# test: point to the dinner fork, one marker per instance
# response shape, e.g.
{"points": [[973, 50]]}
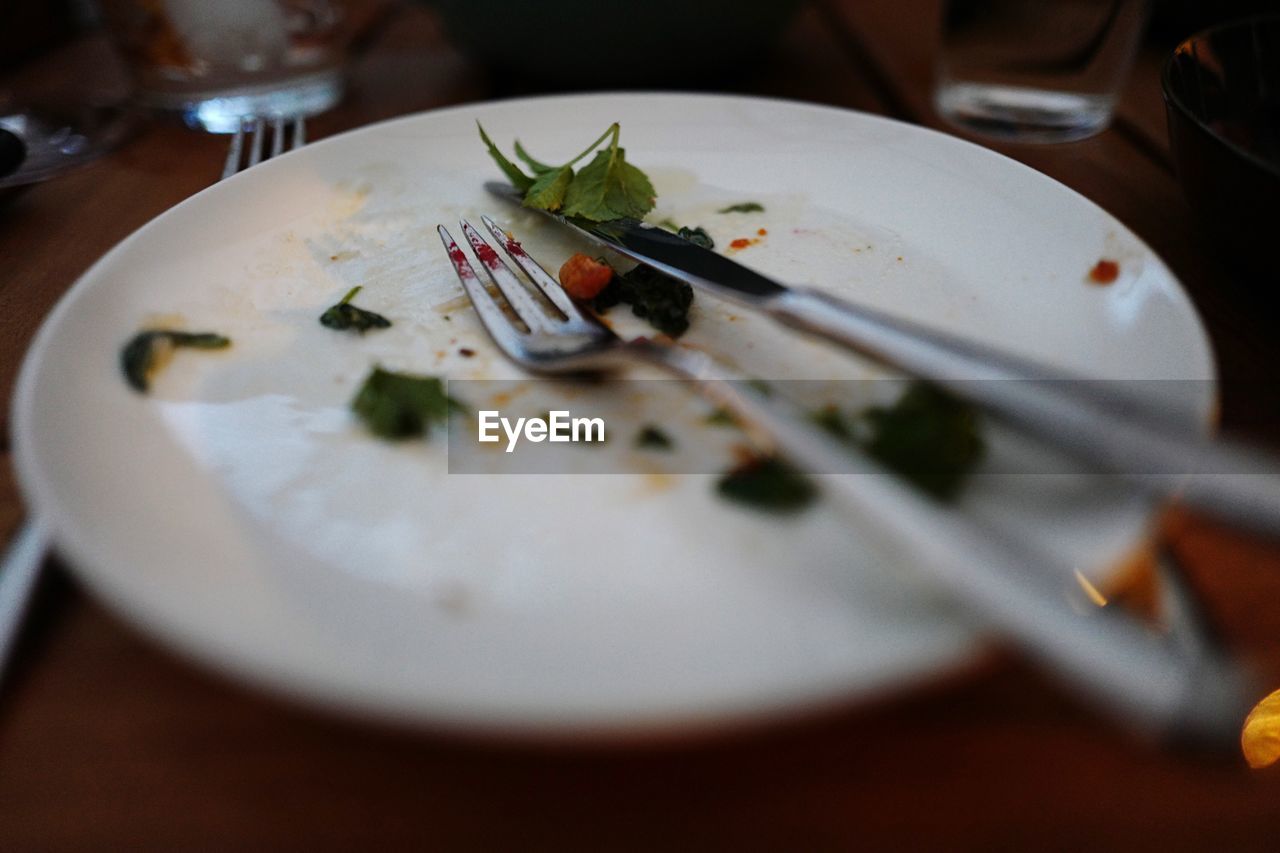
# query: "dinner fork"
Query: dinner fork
{"points": [[31, 543], [255, 128], [1124, 667]]}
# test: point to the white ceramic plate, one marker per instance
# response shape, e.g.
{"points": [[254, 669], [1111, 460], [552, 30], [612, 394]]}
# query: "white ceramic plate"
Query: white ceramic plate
{"points": [[241, 515]]}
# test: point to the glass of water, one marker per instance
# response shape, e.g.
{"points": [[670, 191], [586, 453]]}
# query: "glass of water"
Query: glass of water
{"points": [[1036, 71], [214, 62]]}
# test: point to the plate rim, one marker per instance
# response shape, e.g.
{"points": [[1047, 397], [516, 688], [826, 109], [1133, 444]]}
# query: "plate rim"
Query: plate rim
{"points": [[37, 489]]}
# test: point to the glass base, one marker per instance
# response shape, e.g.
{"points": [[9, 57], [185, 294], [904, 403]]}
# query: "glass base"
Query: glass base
{"points": [[1020, 114], [223, 110]]}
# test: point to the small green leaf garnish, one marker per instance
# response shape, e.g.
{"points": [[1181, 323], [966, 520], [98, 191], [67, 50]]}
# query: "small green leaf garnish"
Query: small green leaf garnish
{"points": [[929, 437], [346, 316], [768, 483], [696, 236], [401, 405], [517, 178], [832, 420], [653, 296], [721, 416], [653, 438], [536, 167], [607, 187], [149, 350]]}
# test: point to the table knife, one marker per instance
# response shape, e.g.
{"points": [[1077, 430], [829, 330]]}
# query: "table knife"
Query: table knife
{"points": [[1102, 424]]}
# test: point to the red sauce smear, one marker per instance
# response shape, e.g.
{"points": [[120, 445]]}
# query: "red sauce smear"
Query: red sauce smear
{"points": [[460, 260], [1105, 272], [487, 255]]}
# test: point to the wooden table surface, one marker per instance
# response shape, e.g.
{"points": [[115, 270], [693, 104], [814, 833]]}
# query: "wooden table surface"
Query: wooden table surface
{"points": [[109, 742]]}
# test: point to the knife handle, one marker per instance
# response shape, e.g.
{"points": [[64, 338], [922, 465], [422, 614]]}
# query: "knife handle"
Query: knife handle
{"points": [[1010, 584], [1102, 424]]}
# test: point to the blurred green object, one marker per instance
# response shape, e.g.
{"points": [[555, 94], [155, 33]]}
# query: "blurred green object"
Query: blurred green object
{"points": [[593, 44]]}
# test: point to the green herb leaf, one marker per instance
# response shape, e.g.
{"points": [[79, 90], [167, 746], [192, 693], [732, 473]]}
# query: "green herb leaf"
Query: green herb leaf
{"points": [[768, 483], [517, 178], [608, 187], [548, 188], [832, 420], [400, 405], [149, 350], [721, 416], [659, 299], [346, 316], [746, 206], [696, 236], [535, 167], [929, 437], [653, 438]]}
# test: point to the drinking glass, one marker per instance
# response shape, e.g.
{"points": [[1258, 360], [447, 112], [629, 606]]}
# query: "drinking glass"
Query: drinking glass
{"points": [[1036, 71], [215, 62]]}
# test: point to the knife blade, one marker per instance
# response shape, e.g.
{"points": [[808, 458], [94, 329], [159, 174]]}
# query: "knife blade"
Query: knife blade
{"points": [[1105, 425]]}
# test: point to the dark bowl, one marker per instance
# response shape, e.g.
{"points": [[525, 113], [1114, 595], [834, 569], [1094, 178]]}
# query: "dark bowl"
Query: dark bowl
{"points": [[1223, 100], [594, 44]]}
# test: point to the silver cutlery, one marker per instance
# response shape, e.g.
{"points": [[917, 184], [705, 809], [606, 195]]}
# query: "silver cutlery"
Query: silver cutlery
{"points": [[1124, 667], [30, 546], [1102, 424]]}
══════
__What you have to do__. Reproduce each entry exactly as written, but leave out the images.

__Exercise solution__.
# test: point to the dinner fork, one marker per instance
# response shape, e.g.
{"points": [[973, 50]]}
# query: "dinner fork"
Query: dinner fork
{"points": [[31, 543], [255, 128], [1124, 667]]}
# test: point to the white ceramic plate, one marker per instance
# response shape, e.g.
{"points": [[254, 669], [1111, 460], [552, 30], [612, 394]]}
# query: "white ceramic plate"
Query: white ceramic plate
{"points": [[241, 515]]}
# test: point to the glass of water, one marker per instance
# response shape, e.g.
{"points": [[670, 191], [586, 453]]}
# query: "glass of water"
Query: glass of water
{"points": [[1036, 71], [214, 62]]}
# test: point to the plate rim, one marker per instance
# response shape, e.g.
{"points": [[1047, 397], [516, 688], [826, 109], [1133, 444]]}
# query: "plate rim"
Query: plate rim
{"points": [[37, 489]]}
# test: point to the glass base, one marker per instance
# response shape, e.g.
{"points": [[9, 57], [185, 294], [904, 403]]}
# query: "glass base"
Query: glass base
{"points": [[1020, 114], [223, 110]]}
# test: point to the small green leaf garnish, one marker per instance
# response shape, e.g.
{"points": [[1181, 323], [966, 520], [98, 191], [67, 50]]}
# query: "small green leaf garnish"
Query: small green leaf garnish
{"points": [[929, 437], [346, 316], [768, 483], [696, 236], [401, 405], [517, 178], [832, 420], [653, 296], [721, 416], [653, 438], [536, 167], [607, 187], [149, 350]]}
# test: point to the table knife, one marker per instance
# response shape, e.g.
{"points": [[1077, 430], [829, 330]]}
# query: "table knife"
Query: table knife
{"points": [[1102, 424]]}
# test: point to the red sauce smear, one marker per instance
# response shape, e.g.
{"points": [[120, 445]]}
# query: "red sauce smear"
Query: red sauce smear
{"points": [[460, 260], [1105, 272], [487, 255]]}
# test: point to the wooden table surface, one marker per instance
# response shape, e.g.
{"points": [[115, 270], [693, 104], [814, 833]]}
# query: "wooden table surface"
Query: wooden table surface
{"points": [[109, 742]]}
# test: point to the knife handle, one marker per instance
# response shape, e.g.
{"points": [[64, 338], [922, 465], [422, 614]]}
# query: "knife handle"
Query: knife handle
{"points": [[1010, 584], [1102, 424]]}
# test: point to the blurred green object, one marker per instance
# response shape, e.g.
{"points": [[555, 94], [155, 33]]}
# query: "blurred green object"
Query: blurred green object
{"points": [[593, 44]]}
# test: point to the green herb leaf, one marker per instance
# response shape, e.g.
{"points": [[79, 90], [167, 746], [192, 693], [732, 473]]}
# query: "green herb leaf"
Query: green herb leaf
{"points": [[768, 483], [517, 178], [608, 187], [548, 188], [832, 420], [400, 405], [149, 350], [721, 416], [659, 299], [346, 316], [746, 206], [696, 236], [535, 167], [929, 437], [653, 438]]}
# test: point to the drinking glass, one marker per instance
# response shape, e.g.
{"points": [[1258, 360], [447, 112], [629, 606]]}
# query: "drinking glass"
Query: drinking glass
{"points": [[1036, 71], [215, 62]]}
# test: point to the knife blade, one marker per instance
# response shape, e.g.
{"points": [[808, 458], [94, 329], [159, 174]]}
# query: "knife blade"
Query: knife blade
{"points": [[1105, 425]]}
# test: point to the dark bowl, one marker per instance
# response shape, e.g.
{"points": [[525, 113], [1114, 595], [834, 569], [1094, 178]]}
# query: "dark bowl"
Query: dark bowl
{"points": [[1223, 100], [594, 44]]}
# test: point to the silver cutlery, one marker per instance
# response shape, e.g.
{"points": [[917, 184], [705, 809], [606, 195]]}
# query: "silver cutlery"
Query: silver cutlery
{"points": [[1124, 667], [30, 546], [1102, 424]]}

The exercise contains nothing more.